> _What is asked_: Report, verbatim, each line of the entries below that contains the string "vehicle"; matching is case-sensitive.

━━ The records ━━

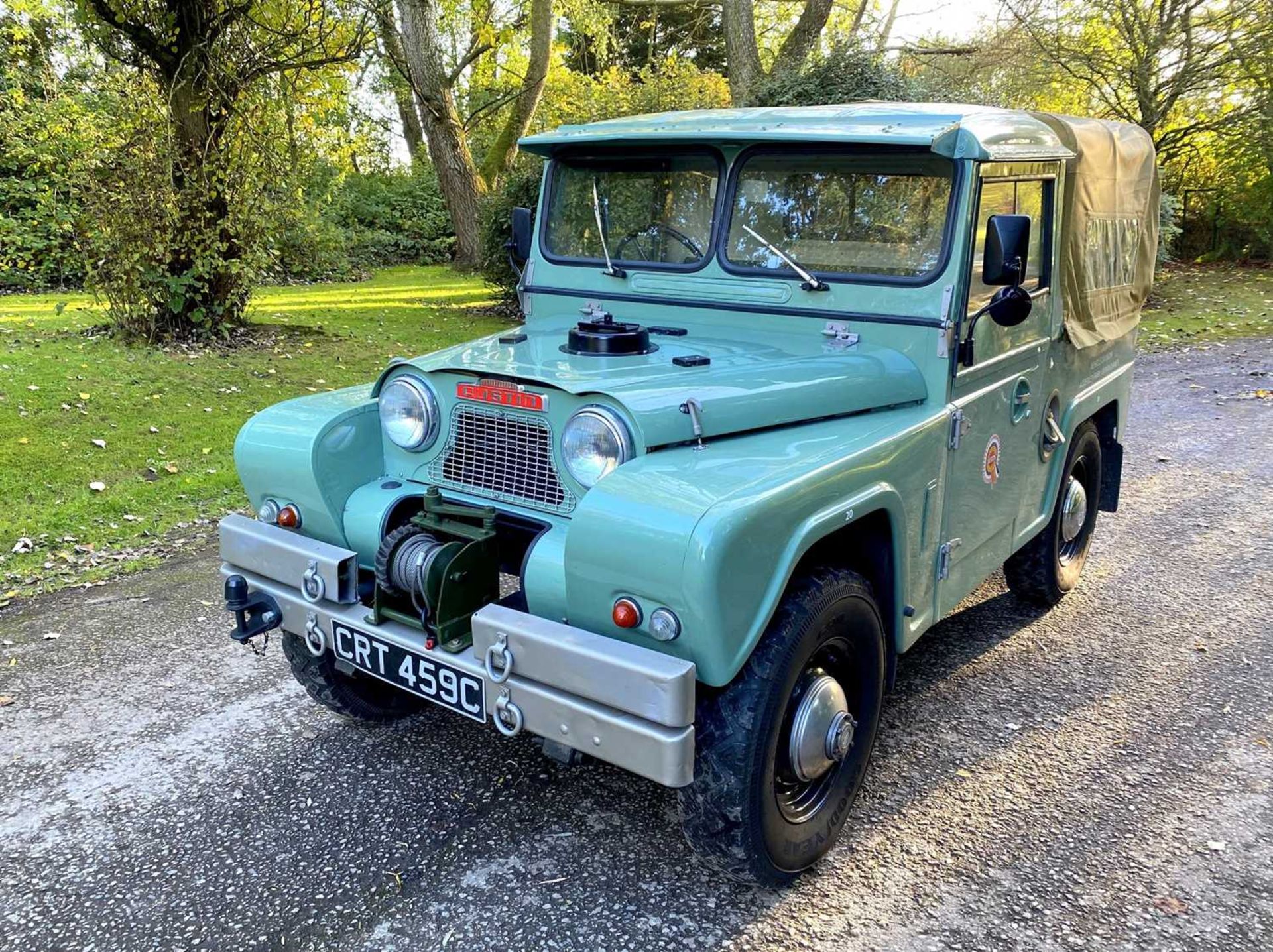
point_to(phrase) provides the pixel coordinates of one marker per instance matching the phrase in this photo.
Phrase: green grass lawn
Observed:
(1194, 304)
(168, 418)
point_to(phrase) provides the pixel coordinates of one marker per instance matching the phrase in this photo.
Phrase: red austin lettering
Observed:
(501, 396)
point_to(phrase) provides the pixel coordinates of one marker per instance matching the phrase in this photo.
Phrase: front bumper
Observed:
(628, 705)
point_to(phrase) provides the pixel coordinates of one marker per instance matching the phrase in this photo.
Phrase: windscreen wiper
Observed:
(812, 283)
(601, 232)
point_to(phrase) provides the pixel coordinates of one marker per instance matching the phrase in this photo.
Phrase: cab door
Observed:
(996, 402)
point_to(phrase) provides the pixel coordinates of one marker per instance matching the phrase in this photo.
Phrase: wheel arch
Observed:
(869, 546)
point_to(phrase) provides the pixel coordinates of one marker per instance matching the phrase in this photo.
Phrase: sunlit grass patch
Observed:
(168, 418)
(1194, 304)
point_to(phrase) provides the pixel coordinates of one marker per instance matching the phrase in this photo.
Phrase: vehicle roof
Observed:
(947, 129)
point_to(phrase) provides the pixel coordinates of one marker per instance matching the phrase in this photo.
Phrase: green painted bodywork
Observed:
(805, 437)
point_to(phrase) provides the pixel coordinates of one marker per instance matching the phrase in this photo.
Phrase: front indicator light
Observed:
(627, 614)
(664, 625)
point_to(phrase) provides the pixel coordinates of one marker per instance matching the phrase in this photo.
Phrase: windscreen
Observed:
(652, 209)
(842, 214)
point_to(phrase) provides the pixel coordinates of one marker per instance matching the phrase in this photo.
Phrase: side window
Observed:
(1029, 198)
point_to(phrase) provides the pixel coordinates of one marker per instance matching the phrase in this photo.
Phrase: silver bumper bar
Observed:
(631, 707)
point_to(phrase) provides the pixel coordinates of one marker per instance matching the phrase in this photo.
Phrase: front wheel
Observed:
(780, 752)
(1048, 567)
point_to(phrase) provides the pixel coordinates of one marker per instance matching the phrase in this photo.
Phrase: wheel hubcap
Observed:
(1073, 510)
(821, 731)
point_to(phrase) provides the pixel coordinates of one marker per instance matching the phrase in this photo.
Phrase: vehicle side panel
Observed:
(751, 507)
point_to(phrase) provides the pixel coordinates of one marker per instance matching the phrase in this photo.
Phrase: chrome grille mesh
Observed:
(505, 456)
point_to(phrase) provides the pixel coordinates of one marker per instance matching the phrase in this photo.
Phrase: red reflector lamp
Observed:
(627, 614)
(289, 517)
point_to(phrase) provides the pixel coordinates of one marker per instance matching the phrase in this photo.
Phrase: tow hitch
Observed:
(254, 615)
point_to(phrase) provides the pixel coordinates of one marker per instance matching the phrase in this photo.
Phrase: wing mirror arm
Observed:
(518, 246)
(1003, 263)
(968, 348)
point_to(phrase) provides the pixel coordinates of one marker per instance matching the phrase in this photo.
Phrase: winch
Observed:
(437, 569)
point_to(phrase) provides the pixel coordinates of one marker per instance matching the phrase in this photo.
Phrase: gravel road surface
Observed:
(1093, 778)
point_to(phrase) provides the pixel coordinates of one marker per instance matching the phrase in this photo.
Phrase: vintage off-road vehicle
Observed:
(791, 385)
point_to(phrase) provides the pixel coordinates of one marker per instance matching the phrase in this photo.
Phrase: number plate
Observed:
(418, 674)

━━━
━━ The records ━━

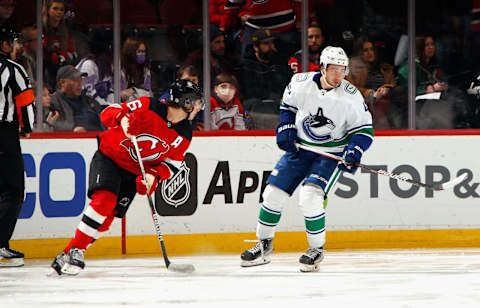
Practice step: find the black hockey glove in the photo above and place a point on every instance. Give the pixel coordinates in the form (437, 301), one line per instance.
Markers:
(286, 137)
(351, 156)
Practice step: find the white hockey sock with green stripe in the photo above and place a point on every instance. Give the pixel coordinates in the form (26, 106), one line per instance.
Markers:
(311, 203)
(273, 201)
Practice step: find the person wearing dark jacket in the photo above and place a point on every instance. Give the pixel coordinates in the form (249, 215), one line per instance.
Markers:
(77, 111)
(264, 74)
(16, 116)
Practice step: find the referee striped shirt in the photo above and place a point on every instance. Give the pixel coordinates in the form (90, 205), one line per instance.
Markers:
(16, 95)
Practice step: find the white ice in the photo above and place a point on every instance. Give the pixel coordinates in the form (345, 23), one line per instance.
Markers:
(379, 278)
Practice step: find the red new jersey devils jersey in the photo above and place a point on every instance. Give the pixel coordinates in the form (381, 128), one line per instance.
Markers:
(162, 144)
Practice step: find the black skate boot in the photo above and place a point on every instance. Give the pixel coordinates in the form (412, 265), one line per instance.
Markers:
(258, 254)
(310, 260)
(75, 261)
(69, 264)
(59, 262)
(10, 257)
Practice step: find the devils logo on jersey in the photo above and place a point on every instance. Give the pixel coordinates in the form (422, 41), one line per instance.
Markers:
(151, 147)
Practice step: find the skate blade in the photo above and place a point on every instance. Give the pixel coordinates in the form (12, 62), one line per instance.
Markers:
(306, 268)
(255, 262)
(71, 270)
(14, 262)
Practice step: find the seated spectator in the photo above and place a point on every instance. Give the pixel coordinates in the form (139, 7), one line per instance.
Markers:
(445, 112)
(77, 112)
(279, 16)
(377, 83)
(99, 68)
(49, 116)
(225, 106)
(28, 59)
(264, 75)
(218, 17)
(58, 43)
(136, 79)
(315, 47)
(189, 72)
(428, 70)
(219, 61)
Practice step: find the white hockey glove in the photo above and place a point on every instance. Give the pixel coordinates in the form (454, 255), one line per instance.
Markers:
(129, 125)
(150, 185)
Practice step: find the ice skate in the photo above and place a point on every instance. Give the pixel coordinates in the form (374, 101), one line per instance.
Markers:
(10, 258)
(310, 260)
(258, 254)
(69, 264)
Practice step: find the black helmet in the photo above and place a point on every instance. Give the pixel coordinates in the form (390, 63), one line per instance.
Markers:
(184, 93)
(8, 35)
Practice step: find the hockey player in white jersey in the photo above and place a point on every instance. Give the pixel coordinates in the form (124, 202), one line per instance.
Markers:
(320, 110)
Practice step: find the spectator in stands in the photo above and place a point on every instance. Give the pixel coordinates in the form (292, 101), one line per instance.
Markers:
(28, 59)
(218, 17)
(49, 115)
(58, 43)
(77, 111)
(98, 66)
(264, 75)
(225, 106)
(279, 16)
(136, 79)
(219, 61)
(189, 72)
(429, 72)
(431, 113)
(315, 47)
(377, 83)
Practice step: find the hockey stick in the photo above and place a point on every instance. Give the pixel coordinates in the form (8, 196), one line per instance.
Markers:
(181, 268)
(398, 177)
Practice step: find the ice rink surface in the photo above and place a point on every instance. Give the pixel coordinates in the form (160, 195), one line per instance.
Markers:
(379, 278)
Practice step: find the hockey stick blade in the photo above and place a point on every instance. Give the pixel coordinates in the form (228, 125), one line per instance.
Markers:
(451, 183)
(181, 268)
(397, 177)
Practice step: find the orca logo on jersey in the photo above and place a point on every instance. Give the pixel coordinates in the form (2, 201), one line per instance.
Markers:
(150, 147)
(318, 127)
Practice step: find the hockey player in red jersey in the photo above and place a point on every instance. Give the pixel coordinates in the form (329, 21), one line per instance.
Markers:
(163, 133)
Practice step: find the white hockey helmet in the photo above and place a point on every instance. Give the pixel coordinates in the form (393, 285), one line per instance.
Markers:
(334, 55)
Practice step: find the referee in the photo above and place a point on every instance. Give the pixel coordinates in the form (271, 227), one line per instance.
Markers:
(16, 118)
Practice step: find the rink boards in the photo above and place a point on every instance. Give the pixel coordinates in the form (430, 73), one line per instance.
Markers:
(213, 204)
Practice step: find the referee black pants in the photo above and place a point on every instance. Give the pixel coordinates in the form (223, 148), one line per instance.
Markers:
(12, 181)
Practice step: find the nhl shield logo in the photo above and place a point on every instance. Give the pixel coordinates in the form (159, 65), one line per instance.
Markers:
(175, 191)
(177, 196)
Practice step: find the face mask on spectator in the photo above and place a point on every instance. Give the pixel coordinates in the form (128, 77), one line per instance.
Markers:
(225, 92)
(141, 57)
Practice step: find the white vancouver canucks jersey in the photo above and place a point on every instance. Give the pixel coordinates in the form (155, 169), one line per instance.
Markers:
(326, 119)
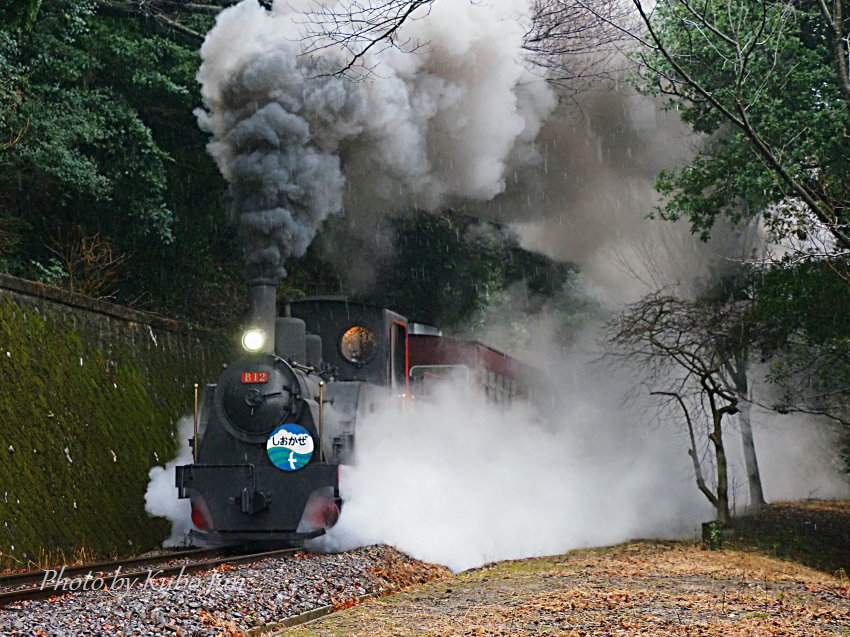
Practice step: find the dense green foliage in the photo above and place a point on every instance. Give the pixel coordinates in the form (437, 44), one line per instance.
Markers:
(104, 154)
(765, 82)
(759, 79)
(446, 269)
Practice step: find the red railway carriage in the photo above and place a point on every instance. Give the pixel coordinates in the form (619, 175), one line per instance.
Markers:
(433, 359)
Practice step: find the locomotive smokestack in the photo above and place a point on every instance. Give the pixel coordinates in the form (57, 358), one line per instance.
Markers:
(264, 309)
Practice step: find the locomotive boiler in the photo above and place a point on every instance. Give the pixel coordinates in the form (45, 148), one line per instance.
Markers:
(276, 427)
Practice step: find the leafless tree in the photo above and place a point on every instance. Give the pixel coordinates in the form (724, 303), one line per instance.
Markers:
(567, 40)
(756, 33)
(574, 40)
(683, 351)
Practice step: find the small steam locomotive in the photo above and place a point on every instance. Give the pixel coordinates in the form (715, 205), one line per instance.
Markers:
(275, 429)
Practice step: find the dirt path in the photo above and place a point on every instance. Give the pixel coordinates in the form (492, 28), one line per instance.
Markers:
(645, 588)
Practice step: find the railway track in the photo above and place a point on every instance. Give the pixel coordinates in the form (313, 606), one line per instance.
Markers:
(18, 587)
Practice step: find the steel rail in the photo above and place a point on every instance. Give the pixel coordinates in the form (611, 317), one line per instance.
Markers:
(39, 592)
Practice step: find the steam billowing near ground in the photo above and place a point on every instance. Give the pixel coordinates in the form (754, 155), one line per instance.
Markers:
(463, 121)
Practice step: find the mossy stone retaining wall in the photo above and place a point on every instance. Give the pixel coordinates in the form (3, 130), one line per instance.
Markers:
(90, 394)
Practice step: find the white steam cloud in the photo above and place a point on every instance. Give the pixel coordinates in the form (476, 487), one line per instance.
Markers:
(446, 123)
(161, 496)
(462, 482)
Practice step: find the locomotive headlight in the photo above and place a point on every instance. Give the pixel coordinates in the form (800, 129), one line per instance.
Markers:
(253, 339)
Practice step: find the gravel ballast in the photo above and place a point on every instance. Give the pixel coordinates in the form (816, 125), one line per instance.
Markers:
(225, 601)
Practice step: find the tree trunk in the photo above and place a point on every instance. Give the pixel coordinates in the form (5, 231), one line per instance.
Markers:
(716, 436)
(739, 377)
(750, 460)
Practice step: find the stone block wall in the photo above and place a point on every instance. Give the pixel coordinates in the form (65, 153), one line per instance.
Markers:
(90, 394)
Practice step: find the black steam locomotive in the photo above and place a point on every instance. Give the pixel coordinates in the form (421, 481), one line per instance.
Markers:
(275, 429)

━━━
━━ The records ━━

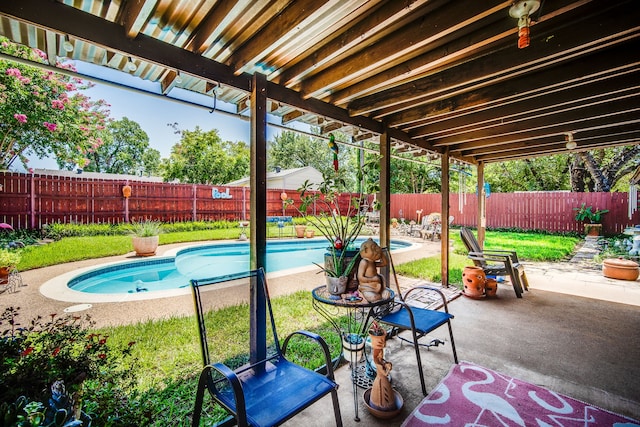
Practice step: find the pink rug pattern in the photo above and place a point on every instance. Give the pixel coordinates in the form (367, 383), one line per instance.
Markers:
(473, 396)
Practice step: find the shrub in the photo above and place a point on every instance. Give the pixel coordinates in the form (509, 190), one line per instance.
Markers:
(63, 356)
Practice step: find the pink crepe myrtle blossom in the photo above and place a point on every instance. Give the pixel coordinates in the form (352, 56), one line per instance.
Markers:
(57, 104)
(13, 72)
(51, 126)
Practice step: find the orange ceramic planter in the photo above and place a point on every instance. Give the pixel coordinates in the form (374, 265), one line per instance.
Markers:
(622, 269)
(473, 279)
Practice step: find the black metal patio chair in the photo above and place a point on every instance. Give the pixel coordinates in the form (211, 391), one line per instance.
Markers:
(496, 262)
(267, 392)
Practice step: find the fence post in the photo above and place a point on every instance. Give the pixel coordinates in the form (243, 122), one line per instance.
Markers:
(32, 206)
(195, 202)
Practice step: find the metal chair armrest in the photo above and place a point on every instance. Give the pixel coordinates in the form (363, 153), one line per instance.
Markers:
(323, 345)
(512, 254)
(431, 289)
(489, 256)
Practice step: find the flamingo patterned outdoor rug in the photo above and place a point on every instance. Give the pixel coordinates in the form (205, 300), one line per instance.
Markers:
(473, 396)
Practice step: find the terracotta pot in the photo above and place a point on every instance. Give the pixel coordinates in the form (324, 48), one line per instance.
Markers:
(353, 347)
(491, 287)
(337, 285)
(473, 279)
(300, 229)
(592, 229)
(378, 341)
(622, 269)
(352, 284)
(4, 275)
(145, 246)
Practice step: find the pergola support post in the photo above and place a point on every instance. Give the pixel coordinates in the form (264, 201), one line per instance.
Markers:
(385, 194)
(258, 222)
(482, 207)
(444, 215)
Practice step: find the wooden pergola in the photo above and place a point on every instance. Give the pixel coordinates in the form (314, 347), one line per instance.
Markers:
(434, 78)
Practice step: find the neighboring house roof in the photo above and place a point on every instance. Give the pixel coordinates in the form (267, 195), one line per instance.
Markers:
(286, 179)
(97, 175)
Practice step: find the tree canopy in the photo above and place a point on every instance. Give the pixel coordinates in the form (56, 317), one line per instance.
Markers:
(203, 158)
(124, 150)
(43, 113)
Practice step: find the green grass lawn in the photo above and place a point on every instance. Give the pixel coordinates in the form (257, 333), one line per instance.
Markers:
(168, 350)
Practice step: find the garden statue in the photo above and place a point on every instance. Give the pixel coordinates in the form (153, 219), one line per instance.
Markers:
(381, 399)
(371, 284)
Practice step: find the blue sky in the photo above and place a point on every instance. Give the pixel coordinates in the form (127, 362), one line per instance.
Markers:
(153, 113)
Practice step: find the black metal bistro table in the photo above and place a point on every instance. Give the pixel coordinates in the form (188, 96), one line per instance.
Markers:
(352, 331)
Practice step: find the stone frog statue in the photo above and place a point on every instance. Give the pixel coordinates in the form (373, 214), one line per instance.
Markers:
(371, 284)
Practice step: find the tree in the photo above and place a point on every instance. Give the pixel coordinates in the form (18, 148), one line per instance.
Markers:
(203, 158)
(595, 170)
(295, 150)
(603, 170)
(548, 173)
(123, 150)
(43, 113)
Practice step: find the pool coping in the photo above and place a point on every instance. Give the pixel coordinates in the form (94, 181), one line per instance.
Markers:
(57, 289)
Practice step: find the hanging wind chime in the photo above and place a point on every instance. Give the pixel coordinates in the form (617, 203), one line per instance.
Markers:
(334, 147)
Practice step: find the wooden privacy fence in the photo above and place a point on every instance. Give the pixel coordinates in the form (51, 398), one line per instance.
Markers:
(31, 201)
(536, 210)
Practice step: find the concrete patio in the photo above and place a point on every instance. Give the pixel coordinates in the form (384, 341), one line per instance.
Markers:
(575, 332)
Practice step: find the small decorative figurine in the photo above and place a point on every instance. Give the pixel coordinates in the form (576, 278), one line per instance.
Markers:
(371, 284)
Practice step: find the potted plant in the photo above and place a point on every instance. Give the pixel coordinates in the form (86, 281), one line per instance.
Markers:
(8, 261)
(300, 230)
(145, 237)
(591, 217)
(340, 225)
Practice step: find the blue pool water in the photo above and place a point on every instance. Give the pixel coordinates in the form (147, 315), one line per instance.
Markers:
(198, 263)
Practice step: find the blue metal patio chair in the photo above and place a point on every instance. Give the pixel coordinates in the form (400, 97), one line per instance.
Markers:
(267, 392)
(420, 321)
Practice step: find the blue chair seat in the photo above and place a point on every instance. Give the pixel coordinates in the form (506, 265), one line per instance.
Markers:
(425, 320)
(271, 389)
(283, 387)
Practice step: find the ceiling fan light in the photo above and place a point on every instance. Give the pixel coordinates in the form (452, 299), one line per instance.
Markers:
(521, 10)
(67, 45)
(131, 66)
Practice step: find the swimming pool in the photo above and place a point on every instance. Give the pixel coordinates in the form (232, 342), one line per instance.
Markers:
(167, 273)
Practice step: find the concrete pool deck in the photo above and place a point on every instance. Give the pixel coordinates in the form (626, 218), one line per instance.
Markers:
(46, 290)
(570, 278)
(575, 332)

━━━

> _Full response_:
Phrase: vehicle roof
Phrase: vehicle side panel
Phrase: vintage off-road vehicle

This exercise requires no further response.